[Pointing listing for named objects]
= = = = =
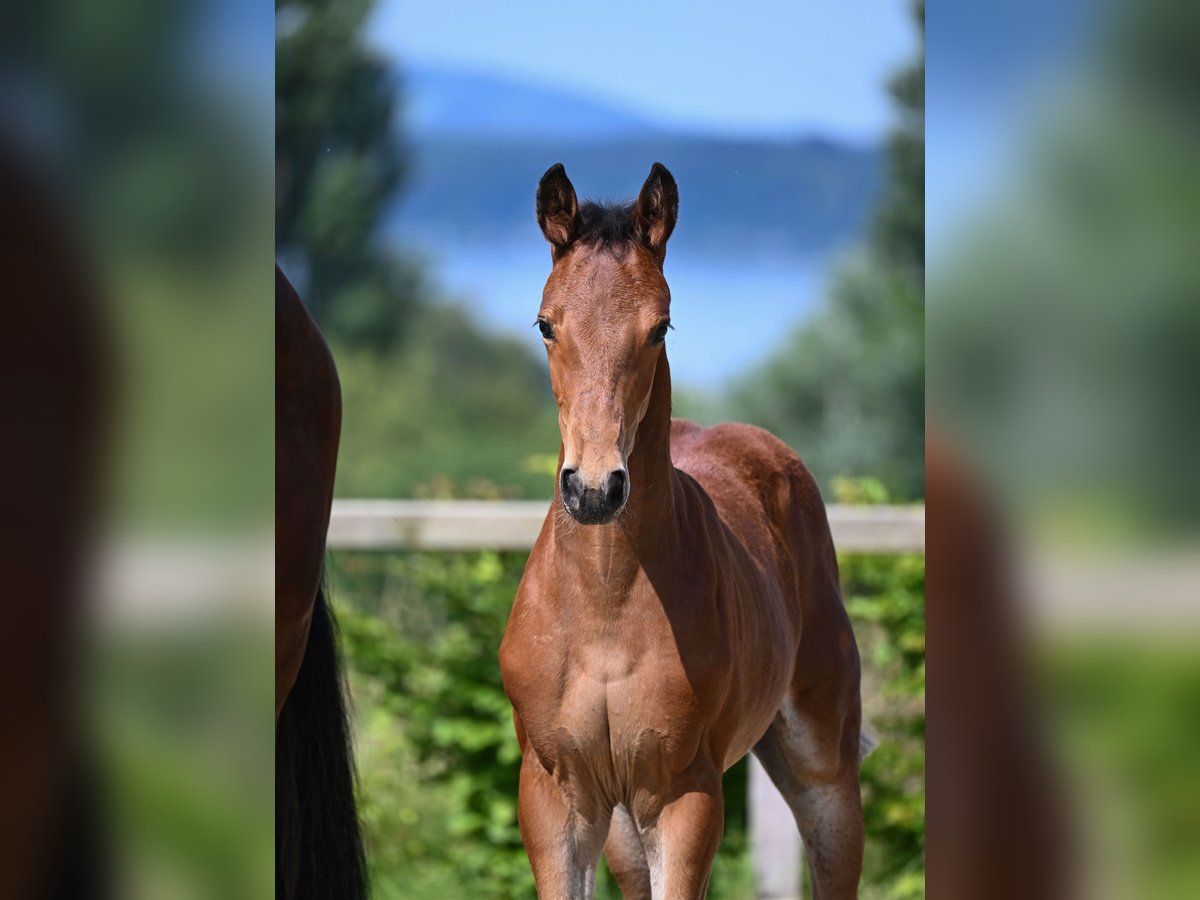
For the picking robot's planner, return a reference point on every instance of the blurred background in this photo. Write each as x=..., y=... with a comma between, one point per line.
x=409, y=141
x=1062, y=388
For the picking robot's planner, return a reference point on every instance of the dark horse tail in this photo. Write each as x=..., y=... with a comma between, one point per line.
x=318, y=847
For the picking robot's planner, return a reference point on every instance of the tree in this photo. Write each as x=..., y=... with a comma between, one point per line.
x=339, y=167
x=847, y=387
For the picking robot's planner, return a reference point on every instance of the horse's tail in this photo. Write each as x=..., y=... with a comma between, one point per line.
x=318, y=846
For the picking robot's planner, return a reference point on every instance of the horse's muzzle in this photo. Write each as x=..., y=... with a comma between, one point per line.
x=594, y=505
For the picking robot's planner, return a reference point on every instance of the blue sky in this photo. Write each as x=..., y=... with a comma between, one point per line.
x=750, y=69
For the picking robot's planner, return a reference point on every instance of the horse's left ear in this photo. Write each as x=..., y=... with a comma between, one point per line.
x=658, y=208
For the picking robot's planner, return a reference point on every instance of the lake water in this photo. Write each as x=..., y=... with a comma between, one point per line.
x=727, y=313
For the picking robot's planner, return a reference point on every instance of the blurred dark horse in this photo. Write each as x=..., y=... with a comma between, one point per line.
x=318, y=847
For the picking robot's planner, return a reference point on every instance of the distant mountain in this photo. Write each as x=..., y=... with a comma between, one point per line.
x=454, y=103
x=481, y=143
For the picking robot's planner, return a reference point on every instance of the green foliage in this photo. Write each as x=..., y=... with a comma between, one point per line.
x=339, y=166
x=849, y=385
x=457, y=413
x=439, y=762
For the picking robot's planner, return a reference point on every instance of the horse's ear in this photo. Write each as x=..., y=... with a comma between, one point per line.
x=658, y=208
x=557, y=207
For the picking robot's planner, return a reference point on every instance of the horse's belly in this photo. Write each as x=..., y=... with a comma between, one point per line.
x=621, y=733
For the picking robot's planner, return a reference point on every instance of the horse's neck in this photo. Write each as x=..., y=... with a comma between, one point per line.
x=646, y=531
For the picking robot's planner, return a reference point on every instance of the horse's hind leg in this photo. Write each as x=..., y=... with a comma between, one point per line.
x=625, y=857
x=814, y=762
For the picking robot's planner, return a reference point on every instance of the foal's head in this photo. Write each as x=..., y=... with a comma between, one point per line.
x=604, y=317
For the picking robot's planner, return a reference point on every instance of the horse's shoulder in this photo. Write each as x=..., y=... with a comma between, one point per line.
x=731, y=444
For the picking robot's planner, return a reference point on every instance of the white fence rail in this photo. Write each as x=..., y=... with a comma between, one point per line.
x=514, y=525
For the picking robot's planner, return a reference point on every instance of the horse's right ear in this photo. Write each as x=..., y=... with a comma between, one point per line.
x=557, y=208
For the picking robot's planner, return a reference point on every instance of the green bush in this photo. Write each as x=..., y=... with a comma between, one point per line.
x=439, y=762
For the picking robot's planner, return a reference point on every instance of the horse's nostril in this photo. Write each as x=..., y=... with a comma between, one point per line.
x=568, y=483
x=615, y=492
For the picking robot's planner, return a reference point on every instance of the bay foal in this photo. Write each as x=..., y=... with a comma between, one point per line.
x=681, y=605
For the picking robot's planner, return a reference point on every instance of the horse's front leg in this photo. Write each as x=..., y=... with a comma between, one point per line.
x=685, y=838
x=563, y=840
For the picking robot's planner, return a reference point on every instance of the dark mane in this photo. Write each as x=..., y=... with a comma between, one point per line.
x=611, y=226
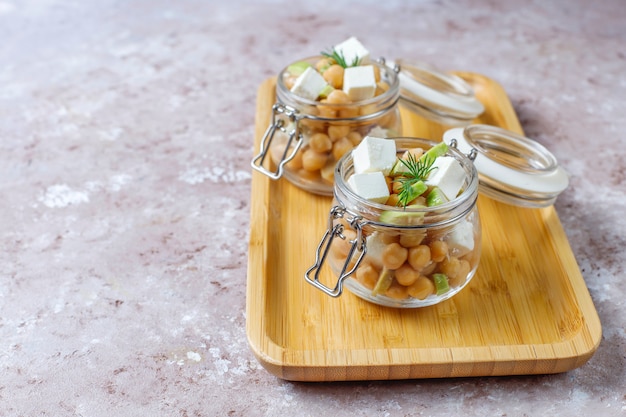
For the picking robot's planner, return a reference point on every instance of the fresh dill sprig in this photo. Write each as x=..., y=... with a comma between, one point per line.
x=340, y=59
x=417, y=170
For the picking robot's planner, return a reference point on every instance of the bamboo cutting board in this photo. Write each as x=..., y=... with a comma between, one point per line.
x=527, y=310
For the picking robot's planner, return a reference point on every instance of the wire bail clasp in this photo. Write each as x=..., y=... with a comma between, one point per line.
x=278, y=124
x=357, y=248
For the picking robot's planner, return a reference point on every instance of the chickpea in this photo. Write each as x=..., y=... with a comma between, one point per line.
x=406, y=275
x=462, y=273
x=338, y=97
x=419, y=257
x=334, y=76
x=450, y=266
x=367, y=275
x=394, y=256
x=412, y=239
x=438, y=250
x=313, y=161
x=421, y=288
x=320, y=142
x=389, y=238
x=348, y=112
x=328, y=112
x=341, y=147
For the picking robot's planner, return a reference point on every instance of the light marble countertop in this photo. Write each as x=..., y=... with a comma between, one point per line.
x=126, y=133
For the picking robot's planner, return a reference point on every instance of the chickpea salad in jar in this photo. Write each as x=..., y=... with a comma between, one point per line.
x=405, y=230
x=325, y=106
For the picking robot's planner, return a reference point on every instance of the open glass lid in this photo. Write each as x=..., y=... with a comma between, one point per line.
x=437, y=95
x=512, y=168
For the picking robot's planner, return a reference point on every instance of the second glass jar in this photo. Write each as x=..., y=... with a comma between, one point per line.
x=306, y=138
x=417, y=257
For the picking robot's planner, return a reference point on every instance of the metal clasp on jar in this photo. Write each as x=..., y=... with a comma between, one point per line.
x=358, y=246
x=279, y=124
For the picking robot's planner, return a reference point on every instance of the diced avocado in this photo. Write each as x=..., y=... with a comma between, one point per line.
x=384, y=282
x=418, y=188
x=435, y=152
x=402, y=218
x=399, y=166
x=441, y=283
x=435, y=197
x=326, y=91
x=297, y=68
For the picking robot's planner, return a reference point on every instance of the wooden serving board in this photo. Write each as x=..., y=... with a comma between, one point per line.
x=527, y=310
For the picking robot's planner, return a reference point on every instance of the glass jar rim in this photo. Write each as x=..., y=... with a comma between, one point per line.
x=512, y=168
x=455, y=208
x=438, y=95
x=392, y=94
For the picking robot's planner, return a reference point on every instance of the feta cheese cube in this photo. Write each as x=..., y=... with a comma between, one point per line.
x=461, y=239
x=374, y=154
x=370, y=185
x=353, y=49
x=448, y=175
x=359, y=83
x=375, y=247
x=309, y=84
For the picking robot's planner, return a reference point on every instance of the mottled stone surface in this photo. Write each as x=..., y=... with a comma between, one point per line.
x=125, y=139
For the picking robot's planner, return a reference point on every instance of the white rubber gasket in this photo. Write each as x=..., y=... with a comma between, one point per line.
x=437, y=91
x=513, y=168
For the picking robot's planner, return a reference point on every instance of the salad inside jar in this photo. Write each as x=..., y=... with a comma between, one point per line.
x=420, y=226
x=340, y=97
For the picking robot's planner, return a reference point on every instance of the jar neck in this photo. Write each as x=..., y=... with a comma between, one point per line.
x=366, y=108
x=440, y=215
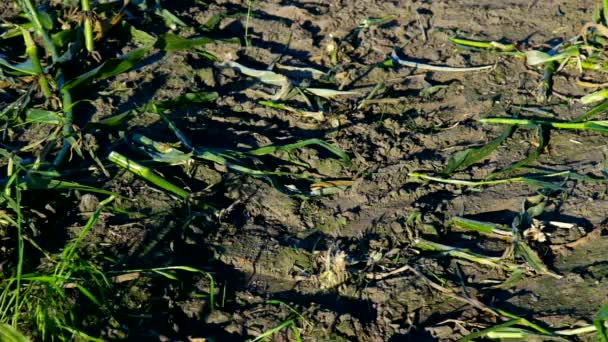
= = = = =
• [THE REQUEST] Copy the part of the listing starting at the line with "of the diced" and ending at the line with "x=435, y=197", substituting "chopped avocado" for "diced avocado" and changing nothing else.

• [CORRECT RESULT]
For the picking robot's planner, return a reference point on every instance of the chopped avocado in this photo. Write each as x=..., y=... with a comma between, one point per line.
x=384, y=282
x=418, y=188
x=435, y=152
x=402, y=218
x=399, y=166
x=441, y=283
x=435, y=197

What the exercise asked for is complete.